((

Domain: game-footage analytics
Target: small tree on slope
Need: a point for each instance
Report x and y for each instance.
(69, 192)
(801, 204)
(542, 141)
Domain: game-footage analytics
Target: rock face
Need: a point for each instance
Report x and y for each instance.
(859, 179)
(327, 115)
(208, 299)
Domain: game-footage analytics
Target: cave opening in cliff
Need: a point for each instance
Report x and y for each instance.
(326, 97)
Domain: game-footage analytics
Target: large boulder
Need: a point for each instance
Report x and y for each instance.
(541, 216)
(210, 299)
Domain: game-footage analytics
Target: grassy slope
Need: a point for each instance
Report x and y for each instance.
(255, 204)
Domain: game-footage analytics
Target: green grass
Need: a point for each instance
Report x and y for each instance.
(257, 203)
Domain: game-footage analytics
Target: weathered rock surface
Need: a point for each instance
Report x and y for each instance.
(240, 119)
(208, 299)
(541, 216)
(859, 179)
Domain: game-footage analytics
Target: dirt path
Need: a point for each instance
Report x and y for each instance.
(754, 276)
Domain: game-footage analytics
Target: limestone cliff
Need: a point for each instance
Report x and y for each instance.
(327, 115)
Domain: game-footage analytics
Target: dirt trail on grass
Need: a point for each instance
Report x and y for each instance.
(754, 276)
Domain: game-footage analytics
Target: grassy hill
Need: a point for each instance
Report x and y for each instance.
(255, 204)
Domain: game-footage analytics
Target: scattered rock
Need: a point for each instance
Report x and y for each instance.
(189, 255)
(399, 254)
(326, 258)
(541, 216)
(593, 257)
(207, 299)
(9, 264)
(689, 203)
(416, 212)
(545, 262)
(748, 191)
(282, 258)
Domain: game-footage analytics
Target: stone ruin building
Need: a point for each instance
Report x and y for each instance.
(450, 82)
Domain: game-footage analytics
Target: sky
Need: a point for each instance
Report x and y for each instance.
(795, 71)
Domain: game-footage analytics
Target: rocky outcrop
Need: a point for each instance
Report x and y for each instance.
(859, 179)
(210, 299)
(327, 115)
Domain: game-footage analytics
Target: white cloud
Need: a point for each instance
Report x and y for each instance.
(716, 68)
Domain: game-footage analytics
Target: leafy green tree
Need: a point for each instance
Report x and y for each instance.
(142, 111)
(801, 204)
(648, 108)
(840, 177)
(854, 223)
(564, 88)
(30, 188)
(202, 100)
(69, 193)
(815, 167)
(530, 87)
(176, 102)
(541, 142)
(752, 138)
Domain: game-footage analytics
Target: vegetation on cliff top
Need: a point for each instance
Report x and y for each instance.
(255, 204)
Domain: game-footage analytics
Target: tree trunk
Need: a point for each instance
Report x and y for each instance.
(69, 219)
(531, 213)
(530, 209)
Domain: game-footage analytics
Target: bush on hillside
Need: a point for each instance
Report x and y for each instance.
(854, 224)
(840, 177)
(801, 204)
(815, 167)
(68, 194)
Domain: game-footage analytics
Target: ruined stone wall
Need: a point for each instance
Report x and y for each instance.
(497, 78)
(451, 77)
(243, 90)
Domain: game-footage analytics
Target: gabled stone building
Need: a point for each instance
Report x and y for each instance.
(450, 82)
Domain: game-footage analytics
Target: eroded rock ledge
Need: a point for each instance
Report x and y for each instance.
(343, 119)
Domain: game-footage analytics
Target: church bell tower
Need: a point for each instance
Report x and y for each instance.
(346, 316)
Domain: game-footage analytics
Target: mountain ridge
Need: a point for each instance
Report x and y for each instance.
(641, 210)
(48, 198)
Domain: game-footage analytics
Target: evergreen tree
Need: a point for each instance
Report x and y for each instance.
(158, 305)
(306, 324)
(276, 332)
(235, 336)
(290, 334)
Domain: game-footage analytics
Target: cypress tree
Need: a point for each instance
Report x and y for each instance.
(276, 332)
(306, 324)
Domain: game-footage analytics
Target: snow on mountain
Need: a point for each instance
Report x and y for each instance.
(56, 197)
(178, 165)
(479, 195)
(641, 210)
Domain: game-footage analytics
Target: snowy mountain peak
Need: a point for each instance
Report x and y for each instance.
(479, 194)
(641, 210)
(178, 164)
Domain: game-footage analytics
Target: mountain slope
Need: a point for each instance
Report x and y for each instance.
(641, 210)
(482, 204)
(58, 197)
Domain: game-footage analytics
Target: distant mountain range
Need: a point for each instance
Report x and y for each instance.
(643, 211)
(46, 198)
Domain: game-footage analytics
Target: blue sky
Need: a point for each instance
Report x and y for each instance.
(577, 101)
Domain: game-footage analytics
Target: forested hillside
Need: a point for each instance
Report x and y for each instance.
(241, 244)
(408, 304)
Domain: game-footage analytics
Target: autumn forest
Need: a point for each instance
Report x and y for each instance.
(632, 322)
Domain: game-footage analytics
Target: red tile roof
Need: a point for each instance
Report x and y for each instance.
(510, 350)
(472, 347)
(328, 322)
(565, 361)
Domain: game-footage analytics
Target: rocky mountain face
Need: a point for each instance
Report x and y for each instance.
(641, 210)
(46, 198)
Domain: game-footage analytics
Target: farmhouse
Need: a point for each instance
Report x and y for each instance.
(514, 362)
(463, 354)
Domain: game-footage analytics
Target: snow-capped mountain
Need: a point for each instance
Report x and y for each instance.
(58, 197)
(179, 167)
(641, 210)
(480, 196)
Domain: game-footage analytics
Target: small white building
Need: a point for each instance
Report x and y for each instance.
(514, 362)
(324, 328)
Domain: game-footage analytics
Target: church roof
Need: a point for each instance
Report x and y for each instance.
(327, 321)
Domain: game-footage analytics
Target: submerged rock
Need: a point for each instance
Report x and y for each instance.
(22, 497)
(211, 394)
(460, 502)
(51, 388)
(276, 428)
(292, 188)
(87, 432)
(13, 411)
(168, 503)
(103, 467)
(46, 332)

))

# Brief:
Look over the records above and filter for each line with the word "cliff".

# Completed task:
Target: cave opening in cliff
Target: limestone cliff
Target: vegetation on cliff top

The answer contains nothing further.